Tasks -
1. Rewrite the part of the Cuban Five article that opens with the words containing "BY ARLENE RUBINSTEIN" and closes with "here October 5-9.", swapping "October 5-9" for "October 6-10".
2. According to the Cuban Five article, in what year were the five convicted?
3. Summarize the Cuban Five article in two sentences.

Nat’l Latino congress backs freedom for Cuban 5
(front page)
 
BY ARLENE RUBINSTEIN  
LOS ANGELES—The campaign to win freedom for five Cuban revolutionaries unjustly held in U.S. jails won support from the 500 participants at the 2007 National Latino Congreso (NLC), which met here October 5-9.

The Cuban Five—Antonio Guerrero, Gerardo Hernández, Ramon Labañino, Fernando González, and René González—have been imprisoned in the United States since 1998. They were convicted in 2001 of “conspiracy to commit espionage,” “conspiracy to act as unregistered foreign agents,” and, in Hernández’s case, “conspiracy to commit murder.” They were in south Florida gathering information on counterrevolutionary Cuban American groups with a history of carrying out violent attacks on Cuba with Washington’s complicity.

Data -
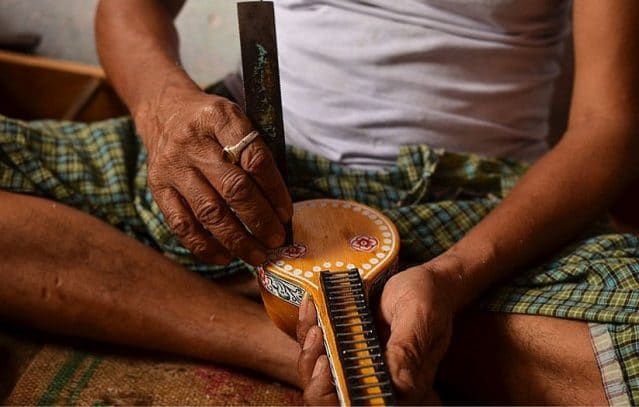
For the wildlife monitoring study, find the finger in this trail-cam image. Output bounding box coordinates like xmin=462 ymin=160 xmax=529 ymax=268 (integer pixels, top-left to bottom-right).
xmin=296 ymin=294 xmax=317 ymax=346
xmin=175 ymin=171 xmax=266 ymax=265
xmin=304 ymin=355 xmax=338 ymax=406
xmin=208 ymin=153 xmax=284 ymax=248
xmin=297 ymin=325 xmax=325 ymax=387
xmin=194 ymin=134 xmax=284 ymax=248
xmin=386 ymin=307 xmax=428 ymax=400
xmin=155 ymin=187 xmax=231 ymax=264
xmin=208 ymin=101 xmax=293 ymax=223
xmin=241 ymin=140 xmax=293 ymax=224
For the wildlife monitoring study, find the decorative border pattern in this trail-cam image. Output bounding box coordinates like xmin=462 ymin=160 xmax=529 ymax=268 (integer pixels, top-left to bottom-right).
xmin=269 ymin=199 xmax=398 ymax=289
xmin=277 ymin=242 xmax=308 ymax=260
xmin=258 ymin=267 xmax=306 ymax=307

Written answers -
1.
BY ARLENE RUBINSTEIN  
LOS ANGELES—The campaign to win freedom for five Cuban revolutionaries unjustly held in U.S. jails won support from the 500 participants at the 2007 National Latino Congreso (NLC), which met here October 6-10.

2. 2001

3. The 500 participants at the 2007 National Latino Congreso, which met in Los Angeles October 5-9, backed the campaign to free five Cuban revolutionaries held in U.S. jails. Imprisoned since 1998 and convicted in 2001 on conspiracy charges, the five had been in south Florida gathering information on counterrevolutionary Cuban American groups with a history of violent attacks on Cuba.